Obviously I was not happy. Whether it was because of the Lariam or the huge amount of work that we suddenly had to deal with, or maybe Africa-impressions that I was still working out, I don’t know. I just could not handle it anymore. I felt like a fool; how can one get overworked from travelling? Anyhow, flying back into the jungle of Africa was obviously not so smart.
Meanwhile Antoine’s world was completely turned upside down. Biking through the Sahara desert to west Africa. Continueing from east Africa. All of a sudden via Europe. Back to Africa. Not back to Africa. “This is a big joke, not a world trip”, according to Antoine. He realized that we did not really have a choice at the moment, but he had a very hard time with it.
I had to start looking inside myself. What did I do wrong? Why did I not enjoy travelling? What should I change and why was I travelling in the first place? It sounds strange to start thinking about these questions, six months after departure. I actually thought that I already knew. I travel to meet different people and different cultures, but especially myself. To enjoy life, to learn to live in the present. Why was I not succesful in reaching my goals? Slowly I started realizing that I might have had these ambitions, but that I had let go of them during the trip. I had replaced them with other goals. I had addopted Antoine’s travel goals. I walked away from myself. Suddenly I understood why I felt unhappy during such a wonderful journey.
Antoine and I had a lot to talk about. Not only did we have to discuss the practical issues concerning the continuation of our trip, we had to talk about the motives for travelling. What do we want and what is important? Were we fooling ourselves? For Antoine these were and are shocking conversations. We have always easily agreed on everything. Now we are sometimes thinking black and white. It seemed to him that suddenly I had a completely different view on the journey.

Required work:
a) List the possible causes the travel account gives for the narrator's unhappiness.
b) According to the travel account, why did the narrator feel unhappy during the journey?

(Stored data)
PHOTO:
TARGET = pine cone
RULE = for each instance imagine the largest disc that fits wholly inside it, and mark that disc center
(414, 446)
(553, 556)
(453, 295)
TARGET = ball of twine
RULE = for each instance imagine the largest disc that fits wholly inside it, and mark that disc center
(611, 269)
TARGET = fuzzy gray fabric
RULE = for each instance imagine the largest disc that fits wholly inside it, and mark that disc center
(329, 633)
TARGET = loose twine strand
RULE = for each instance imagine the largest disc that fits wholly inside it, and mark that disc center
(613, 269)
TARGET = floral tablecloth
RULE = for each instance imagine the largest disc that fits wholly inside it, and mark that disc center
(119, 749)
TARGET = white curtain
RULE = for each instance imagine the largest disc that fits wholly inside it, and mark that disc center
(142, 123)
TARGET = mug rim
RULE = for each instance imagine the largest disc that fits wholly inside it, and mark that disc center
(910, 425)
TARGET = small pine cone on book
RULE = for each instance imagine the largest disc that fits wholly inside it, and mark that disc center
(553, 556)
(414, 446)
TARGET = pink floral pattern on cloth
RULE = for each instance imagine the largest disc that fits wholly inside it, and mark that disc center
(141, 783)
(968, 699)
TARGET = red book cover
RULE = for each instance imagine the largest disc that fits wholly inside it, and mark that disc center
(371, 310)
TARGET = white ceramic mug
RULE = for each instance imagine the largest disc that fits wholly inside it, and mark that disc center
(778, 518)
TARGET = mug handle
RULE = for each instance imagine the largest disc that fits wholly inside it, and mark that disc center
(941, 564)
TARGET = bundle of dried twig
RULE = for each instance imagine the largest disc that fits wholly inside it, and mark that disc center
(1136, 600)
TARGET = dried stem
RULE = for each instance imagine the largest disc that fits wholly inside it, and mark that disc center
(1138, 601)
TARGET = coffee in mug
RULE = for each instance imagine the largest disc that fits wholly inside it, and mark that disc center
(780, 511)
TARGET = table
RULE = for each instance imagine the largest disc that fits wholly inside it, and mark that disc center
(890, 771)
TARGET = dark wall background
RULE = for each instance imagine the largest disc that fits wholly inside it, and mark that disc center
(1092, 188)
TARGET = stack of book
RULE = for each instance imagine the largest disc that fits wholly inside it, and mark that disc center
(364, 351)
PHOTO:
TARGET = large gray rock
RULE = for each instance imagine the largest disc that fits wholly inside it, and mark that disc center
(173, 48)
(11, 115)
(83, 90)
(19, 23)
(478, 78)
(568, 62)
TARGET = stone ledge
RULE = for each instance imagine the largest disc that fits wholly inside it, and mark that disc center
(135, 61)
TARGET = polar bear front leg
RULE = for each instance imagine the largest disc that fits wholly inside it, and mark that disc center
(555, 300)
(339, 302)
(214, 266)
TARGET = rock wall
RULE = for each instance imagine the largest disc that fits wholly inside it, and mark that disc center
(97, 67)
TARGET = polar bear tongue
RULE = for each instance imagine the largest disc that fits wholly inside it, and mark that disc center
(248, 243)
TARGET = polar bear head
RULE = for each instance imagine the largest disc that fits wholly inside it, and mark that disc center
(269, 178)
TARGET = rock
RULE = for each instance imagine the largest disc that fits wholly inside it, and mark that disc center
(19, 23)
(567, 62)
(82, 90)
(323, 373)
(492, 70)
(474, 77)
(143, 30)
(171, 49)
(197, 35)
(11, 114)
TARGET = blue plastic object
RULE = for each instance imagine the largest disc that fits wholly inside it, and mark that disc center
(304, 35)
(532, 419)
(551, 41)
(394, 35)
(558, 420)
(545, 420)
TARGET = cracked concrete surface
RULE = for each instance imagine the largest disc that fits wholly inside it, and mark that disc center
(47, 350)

Answers by item:
a)
- The Lariam
- The huge amount of work that suddenly had to be dealt with
- Africa-impressions the narrator was still working out

b) The narrator had let go of the original reasons for travelling, which were meeting different people and cultures, meeting oneself, enjoying life, and learning to live in the present. In their place the narrator had adopted Antoine's travel goals, and so had walked away from themselves.